Reading passage
--
Just so we are clear, does 200k deals mean 200 million hands?

In any case, I also wrote a sim from scratch in Python. After 20k trials (i.e. up to 20 million "hands"), I got around 10.3%, which has a conf. interval size around +/- half a percent, so I believe it is below 11%.

[ QUOTE ]
I wrote a simulator in Mathematica and got 22,545 deals with 14 pairs or more. That's 11.3%. Given the size of the simulations, either there is a bug one of the simulation programs and the theoretical derivation, or these random generators are not good enough. Hmm.

[/ QUOTE ]

It is not a problem with the random generators (though with something that big, I wouldn't trust Excel completely). Perhaps we both made the same sim mistake, whatever it is. I also checked some of your numbers; I agree with your "r" values, etc. We are missing something. Oh well.

alThor

DougOzzzz
08-29-2005, 12:42 AM
I haven't tried to understand your post yet explaining your method for solving the problem

I can speak for Excel's RNG being crappy though. There are some very obvious patterns if you analyze a large sequence of randomly generated numbers. I almost always get incorrect answers when I write simulations in Excel even with millions of trials.

Still, it seems a bit strange that BruceZ's method could be so far off. I understood his method, and it makes sense. The flaw in the method also makes sense, and logically I concluded that the error would cause the odds to increase.

However the difference still seems large. I'll try to understand your method at a later time. I don't have as much mathematical training as most of you here so sometimes it's difficult for me to translate these formulas into something that makes sense to me.

I do appreciate the effort that everyone put into answering my question, though.

BruceZ
09-14-2005, 08:08 PM

This method has a problem similar to the one in my solution.

[ QUOTE ]

The Probability p[n] that the nth window will have exactly 14 hands is 0.0014279740790007608. Let g[n] be the probability that the nth window has exactly 14 hands and that no previous window had 14 hands. Let r[n,i] be the probability that the nth window will have exactly 14 hands given that the ith window had exactly 14 hands. Note that r[n,i] = r[n-i] because it only depends on the difference between n and i. Then

p[n] = Sum[ g[j] * r[n-j] , {j, 1, n}].
--
Data extracts
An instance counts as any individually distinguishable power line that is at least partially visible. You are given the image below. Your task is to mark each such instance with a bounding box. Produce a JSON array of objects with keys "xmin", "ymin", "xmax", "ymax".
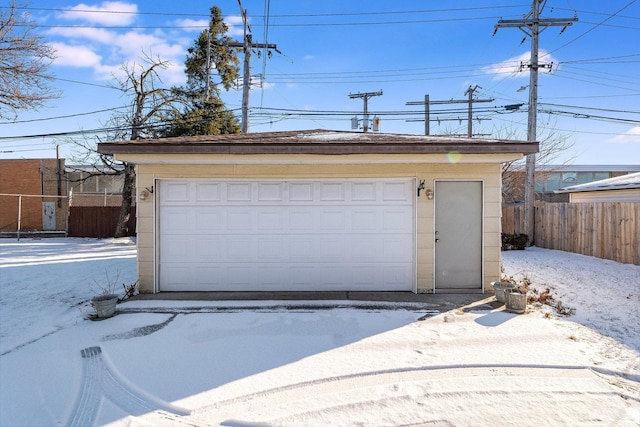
[{"xmin": 547, "ymin": 0, "xmax": 637, "ymax": 55}]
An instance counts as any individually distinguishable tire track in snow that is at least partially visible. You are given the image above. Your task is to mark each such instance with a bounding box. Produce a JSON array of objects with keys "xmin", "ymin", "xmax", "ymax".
[
  {"xmin": 67, "ymin": 347, "xmax": 189, "ymax": 427},
  {"xmin": 199, "ymin": 365, "xmax": 630, "ymax": 426}
]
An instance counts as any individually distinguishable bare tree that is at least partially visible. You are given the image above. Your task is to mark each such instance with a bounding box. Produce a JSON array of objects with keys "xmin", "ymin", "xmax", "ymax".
[
  {"xmin": 498, "ymin": 120, "xmax": 573, "ymax": 206},
  {"xmin": 0, "ymin": 0, "xmax": 59, "ymax": 118},
  {"xmin": 103, "ymin": 56, "xmax": 177, "ymax": 237}
]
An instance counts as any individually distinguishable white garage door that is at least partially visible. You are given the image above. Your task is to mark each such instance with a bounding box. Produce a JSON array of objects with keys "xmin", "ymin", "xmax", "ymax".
[{"xmin": 158, "ymin": 179, "xmax": 416, "ymax": 291}]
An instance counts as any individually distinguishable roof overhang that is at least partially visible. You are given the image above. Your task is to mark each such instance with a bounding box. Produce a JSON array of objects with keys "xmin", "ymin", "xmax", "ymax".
[{"xmin": 98, "ymin": 130, "xmax": 538, "ymax": 157}]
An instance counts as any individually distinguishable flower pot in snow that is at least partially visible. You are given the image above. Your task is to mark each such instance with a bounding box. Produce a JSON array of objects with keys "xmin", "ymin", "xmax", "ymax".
[
  {"xmin": 91, "ymin": 294, "xmax": 118, "ymax": 319},
  {"xmin": 491, "ymin": 282, "xmax": 516, "ymax": 302},
  {"xmin": 504, "ymin": 289, "xmax": 527, "ymax": 314}
]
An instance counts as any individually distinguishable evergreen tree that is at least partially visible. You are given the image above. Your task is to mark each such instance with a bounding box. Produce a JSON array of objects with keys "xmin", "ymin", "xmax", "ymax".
[{"xmin": 164, "ymin": 6, "xmax": 240, "ymax": 136}]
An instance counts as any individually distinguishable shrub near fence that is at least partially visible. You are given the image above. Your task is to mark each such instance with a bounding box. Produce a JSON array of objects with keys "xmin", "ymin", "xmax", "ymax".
[
  {"xmin": 68, "ymin": 206, "xmax": 136, "ymax": 237},
  {"xmin": 502, "ymin": 202, "xmax": 640, "ymax": 265}
]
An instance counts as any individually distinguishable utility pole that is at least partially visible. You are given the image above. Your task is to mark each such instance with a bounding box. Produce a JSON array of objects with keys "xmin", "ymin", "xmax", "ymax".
[
  {"xmin": 405, "ymin": 89, "xmax": 495, "ymax": 138},
  {"xmin": 349, "ymin": 90, "xmax": 382, "ymax": 133},
  {"xmin": 228, "ymin": 0, "xmax": 280, "ymax": 133},
  {"xmin": 493, "ymin": 0, "xmax": 578, "ymax": 244}
]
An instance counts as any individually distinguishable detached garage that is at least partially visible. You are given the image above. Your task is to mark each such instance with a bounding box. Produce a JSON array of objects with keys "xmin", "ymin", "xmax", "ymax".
[{"xmin": 99, "ymin": 131, "xmax": 538, "ymax": 292}]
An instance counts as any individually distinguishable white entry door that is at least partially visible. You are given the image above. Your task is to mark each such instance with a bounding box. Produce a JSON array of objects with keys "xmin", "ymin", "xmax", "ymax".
[
  {"xmin": 434, "ymin": 181, "xmax": 483, "ymax": 292},
  {"xmin": 157, "ymin": 179, "xmax": 416, "ymax": 291}
]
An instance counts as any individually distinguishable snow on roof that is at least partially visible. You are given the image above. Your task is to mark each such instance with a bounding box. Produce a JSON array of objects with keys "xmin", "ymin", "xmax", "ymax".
[{"xmin": 555, "ymin": 172, "xmax": 640, "ymax": 193}]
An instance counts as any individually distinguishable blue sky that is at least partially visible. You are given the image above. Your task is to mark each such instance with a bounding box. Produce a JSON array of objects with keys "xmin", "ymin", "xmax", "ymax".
[{"xmin": 0, "ymin": 0, "xmax": 640, "ymax": 164}]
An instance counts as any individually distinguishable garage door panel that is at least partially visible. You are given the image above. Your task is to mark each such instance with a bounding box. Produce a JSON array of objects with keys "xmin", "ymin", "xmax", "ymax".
[
  {"xmin": 162, "ymin": 235, "xmax": 195, "ymax": 263},
  {"xmin": 382, "ymin": 236, "xmax": 413, "ymax": 262},
  {"xmin": 349, "ymin": 235, "xmax": 385, "ymax": 262},
  {"xmin": 287, "ymin": 263, "xmax": 319, "ymax": 291},
  {"xmin": 287, "ymin": 235, "xmax": 315, "ymax": 262},
  {"xmin": 320, "ymin": 182, "xmax": 345, "ymax": 202},
  {"xmin": 160, "ymin": 265, "xmax": 192, "ymax": 291},
  {"xmin": 256, "ymin": 207, "xmax": 287, "ymax": 233},
  {"xmin": 257, "ymin": 237, "xmax": 288, "ymax": 262},
  {"xmin": 313, "ymin": 235, "xmax": 348, "ymax": 262},
  {"xmin": 320, "ymin": 208, "xmax": 347, "ymax": 231},
  {"xmin": 195, "ymin": 237, "xmax": 225, "ymax": 262},
  {"xmin": 227, "ymin": 208, "xmax": 254, "ymax": 233},
  {"xmin": 160, "ymin": 206, "xmax": 195, "ymax": 235},
  {"xmin": 191, "ymin": 207, "xmax": 226, "ymax": 234},
  {"xmin": 382, "ymin": 181, "xmax": 413, "ymax": 203},
  {"xmin": 194, "ymin": 182, "xmax": 222, "ymax": 203},
  {"xmin": 351, "ymin": 182, "xmax": 378, "ymax": 202},
  {"xmin": 351, "ymin": 208, "xmax": 379, "ymax": 231},
  {"xmin": 222, "ymin": 234, "xmax": 255, "ymax": 262},
  {"xmin": 194, "ymin": 264, "xmax": 226, "ymax": 291},
  {"xmin": 226, "ymin": 182, "xmax": 251, "ymax": 202},
  {"xmin": 288, "ymin": 211, "xmax": 315, "ymax": 232},
  {"xmin": 382, "ymin": 265, "xmax": 411, "ymax": 291},
  {"xmin": 258, "ymin": 182, "xmax": 285, "ymax": 202},
  {"xmin": 160, "ymin": 182, "xmax": 191, "ymax": 203},
  {"xmin": 288, "ymin": 182, "xmax": 315, "ymax": 202},
  {"xmin": 382, "ymin": 209, "xmax": 413, "ymax": 233},
  {"xmin": 159, "ymin": 180, "xmax": 416, "ymax": 291}
]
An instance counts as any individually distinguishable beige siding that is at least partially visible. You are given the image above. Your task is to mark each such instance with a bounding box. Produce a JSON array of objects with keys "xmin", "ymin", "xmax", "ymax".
[
  {"xmin": 569, "ymin": 188, "xmax": 640, "ymax": 203},
  {"xmin": 131, "ymin": 155, "xmax": 513, "ymax": 292}
]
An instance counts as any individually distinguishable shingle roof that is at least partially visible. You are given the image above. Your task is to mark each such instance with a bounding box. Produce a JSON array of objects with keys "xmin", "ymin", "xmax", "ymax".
[
  {"xmin": 98, "ymin": 130, "xmax": 538, "ymax": 158},
  {"xmin": 555, "ymin": 172, "xmax": 640, "ymax": 193}
]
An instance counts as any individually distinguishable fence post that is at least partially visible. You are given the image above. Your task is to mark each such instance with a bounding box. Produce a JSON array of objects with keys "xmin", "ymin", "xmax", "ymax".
[{"xmin": 17, "ymin": 194, "xmax": 22, "ymax": 242}]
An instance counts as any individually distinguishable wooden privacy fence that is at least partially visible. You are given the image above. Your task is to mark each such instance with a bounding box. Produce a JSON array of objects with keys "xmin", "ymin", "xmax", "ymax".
[
  {"xmin": 502, "ymin": 202, "xmax": 640, "ymax": 265},
  {"xmin": 68, "ymin": 206, "xmax": 136, "ymax": 237}
]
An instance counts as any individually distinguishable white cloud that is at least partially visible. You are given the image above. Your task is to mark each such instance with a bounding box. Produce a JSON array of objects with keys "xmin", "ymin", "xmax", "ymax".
[
  {"xmin": 51, "ymin": 43, "xmax": 102, "ymax": 67},
  {"xmin": 482, "ymin": 49, "xmax": 558, "ymax": 78},
  {"xmin": 607, "ymin": 126, "xmax": 640, "ymax": 144},
  {"xmin": 59, "ymin": 1, "xmax": 138, "ymax": 25},
  {"xmin": 175, "ymin": 19, "xmax": 209, "ymax": 33},
  {"xmin": 48, "ymin": 27, "xmax": 117, "ymax": 45}
]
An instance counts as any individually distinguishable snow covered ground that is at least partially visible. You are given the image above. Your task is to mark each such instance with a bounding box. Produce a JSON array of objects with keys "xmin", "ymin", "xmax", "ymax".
[{"xmin": 0, "ymin": 238, "xmax": 640, "ymax": 426}]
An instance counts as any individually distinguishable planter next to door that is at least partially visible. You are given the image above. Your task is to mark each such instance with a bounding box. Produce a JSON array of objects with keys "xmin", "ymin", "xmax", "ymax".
[
  {"xmin": 91, "ymin": 294, "xmax": 118, "ymax": 319},
  {"xmin": 491, "ymin": 282, "xmax": 516, "ymax": 302},
  {"xmin": 504, "ymin": 289, "xmax": 527, "ymax": 314}
]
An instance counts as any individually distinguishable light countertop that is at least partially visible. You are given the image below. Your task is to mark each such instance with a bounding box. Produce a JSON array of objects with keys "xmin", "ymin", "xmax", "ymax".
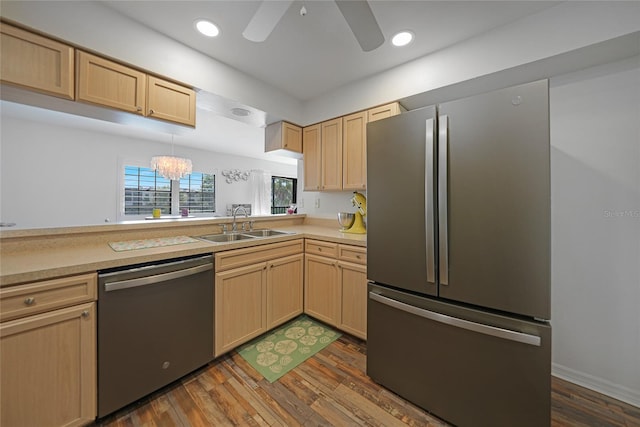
[{"xmin": 0, "ymin": 218, "xmax": 366, "ymax": 286}]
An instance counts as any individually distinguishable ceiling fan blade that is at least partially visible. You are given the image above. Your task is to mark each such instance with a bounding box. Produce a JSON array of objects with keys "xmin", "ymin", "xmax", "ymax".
[
  {"xmin": 242, "ymin": 0, "xmax": 293, "ymax": 42},
  {"xmin": 335, "ymin": 0, "xmax": 384, "ymax": 52}
]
--
Tasks to complete
**a)** Please reproduce the stretch of the forum thread from "It is not a" through "millions of trials.".
**b)** What percentage of deals with 14 pairs or more did the Mathematica simulator in the forum thread report?
**c)** Carry the forum thread forward from the point where it stops.

Written responses
**a)**
It is not a problem with the random generators (though with something that big, I wouldn't trust Excel completely). Perhaps we both made the same sim mistake, whatever it is. I also checked some of your numbers; I agree with your "r" values, etc. We are missing something. Oh well.

alThor

DougOzzzz
08-29-2005, 12:42 AM
I haven't tried to understand your post yet explaining your method for solving the problem

I can speak for Excel's RNG being crappy though. There are some very obvious patterns if you analyze a large sequence of randomly generated numbers. I almost always get incorrect answers when I write simulations in Excel even with millions of trials.

**b)** 11.3%

**c)**
[/ QUOTE ]

For this formula to be correct, r[n,i] must be the probability that the nth window will have exactly 14 hands given that the ith window had exactly 14 hands, and given that no window previous to i had 14 hands. This latter condition will change the probability.

Further, it is not true that r[n,i] only depends only on n-i, because when the windows overlap, small values for the starting position of the first window i place different constraints on the window starting at n than larger values of i, since there would be more potential windows with 14 pairs that could start before a large value of i, and the hands in the window starting at n would be constrained to preclude this.

[ QUOTE ]
Now we just need the sequence r[n] to compute g[n]. If n&lt;100, r[n] is the sum over k=0,...,14 of the probability that the first n hands of a window has k pairs times the probability that the next n hands after the window have k pairs. (If n&gt;=100, r[n] = 0.0014279740790007608.)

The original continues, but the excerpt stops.